*Task to complete*:
Lay out as a numbered list the part of the records that opens with the line containing "woman in black" and runs through the end of the records, leaving out any blank lines.

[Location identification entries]
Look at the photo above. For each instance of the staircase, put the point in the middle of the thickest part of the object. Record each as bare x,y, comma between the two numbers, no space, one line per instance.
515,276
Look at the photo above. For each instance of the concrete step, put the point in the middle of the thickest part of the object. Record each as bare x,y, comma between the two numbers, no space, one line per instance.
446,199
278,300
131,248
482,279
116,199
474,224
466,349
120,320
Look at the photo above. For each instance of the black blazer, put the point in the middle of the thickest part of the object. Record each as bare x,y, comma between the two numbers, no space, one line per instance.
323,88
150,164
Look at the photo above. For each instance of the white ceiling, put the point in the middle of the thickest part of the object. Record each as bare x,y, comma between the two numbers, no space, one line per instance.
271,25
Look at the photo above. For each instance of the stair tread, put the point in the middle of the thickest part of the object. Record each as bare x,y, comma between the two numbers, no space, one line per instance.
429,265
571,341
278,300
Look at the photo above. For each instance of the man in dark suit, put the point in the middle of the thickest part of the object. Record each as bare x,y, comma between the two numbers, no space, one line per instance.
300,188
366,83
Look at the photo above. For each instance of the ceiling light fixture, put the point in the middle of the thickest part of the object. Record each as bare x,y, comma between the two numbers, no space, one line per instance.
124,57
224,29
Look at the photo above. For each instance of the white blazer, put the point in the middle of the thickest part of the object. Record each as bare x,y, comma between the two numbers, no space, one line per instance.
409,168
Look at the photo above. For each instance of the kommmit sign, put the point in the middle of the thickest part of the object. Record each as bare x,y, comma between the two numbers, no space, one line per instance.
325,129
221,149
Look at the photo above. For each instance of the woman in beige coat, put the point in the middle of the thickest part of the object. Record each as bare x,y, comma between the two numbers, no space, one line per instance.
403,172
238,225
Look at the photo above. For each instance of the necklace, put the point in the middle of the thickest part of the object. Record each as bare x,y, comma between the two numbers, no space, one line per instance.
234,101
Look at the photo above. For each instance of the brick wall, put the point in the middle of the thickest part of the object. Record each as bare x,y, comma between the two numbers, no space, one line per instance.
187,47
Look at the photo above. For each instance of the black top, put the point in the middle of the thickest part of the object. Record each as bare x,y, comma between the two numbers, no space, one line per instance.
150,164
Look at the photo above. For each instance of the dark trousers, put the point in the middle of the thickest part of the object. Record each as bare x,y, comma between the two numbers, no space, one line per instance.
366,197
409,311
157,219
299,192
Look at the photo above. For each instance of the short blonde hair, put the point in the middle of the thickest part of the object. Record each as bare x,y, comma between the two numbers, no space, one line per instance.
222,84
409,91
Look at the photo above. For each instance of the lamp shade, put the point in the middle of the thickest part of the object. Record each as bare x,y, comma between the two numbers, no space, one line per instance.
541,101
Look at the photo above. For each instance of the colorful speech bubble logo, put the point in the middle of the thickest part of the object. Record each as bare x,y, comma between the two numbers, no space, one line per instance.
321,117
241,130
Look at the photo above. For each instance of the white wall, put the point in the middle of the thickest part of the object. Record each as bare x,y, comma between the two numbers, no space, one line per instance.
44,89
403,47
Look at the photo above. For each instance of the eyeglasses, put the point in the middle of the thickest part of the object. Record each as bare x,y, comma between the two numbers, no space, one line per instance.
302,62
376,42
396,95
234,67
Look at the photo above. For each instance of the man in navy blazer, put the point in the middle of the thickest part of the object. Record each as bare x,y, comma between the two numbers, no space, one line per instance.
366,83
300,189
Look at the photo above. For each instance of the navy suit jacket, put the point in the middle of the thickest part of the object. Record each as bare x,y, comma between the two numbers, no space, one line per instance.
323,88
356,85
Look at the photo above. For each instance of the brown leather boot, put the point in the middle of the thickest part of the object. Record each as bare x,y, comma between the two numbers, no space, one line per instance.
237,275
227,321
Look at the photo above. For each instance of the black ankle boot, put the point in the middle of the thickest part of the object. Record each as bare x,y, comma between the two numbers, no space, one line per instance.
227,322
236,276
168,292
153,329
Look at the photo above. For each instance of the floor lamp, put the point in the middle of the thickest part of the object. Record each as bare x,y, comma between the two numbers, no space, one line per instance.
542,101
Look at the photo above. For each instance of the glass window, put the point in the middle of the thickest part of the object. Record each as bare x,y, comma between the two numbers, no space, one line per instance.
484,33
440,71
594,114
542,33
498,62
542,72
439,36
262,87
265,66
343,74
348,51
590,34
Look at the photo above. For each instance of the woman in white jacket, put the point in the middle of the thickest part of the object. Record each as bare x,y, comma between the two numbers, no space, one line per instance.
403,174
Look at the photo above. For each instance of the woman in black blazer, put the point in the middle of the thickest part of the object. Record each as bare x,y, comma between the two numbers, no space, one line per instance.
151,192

*Answer to this problem*:
1. Look at the photo above. For each instance of the woman in black blazer, put the point in the middle of the thickest part of the object. Record each as bare x,y, comma between the two numbers, no space, one line per instance.
2. 151,192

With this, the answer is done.